Task directions. Copy each line of the data that has "rope" in it.

Entries shown.
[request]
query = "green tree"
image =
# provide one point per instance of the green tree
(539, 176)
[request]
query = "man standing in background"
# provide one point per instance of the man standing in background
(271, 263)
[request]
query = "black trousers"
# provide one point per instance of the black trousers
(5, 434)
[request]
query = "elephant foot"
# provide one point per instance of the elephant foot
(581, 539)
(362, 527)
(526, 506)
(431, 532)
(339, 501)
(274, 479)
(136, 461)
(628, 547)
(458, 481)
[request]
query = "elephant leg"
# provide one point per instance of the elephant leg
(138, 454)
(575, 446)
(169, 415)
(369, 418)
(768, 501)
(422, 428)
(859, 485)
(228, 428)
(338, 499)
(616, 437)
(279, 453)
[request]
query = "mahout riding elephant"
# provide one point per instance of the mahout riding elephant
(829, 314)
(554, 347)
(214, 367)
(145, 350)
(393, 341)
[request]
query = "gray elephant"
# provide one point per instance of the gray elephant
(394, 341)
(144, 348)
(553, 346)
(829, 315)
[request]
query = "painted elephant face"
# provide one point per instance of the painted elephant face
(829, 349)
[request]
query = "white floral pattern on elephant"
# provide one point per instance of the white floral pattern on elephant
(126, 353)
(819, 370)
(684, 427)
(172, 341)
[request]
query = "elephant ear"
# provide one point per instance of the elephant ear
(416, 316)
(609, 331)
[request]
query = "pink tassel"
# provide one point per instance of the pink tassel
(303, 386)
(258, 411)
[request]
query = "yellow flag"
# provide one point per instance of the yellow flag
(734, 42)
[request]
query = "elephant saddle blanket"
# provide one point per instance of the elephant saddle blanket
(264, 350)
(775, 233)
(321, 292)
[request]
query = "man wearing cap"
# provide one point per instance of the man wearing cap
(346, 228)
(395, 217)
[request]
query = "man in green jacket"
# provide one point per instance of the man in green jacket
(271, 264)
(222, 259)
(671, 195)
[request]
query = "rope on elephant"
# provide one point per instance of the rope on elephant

Reply to the exercise.
query = "rope on elephant"
# provide one point per instance of the rope on elephant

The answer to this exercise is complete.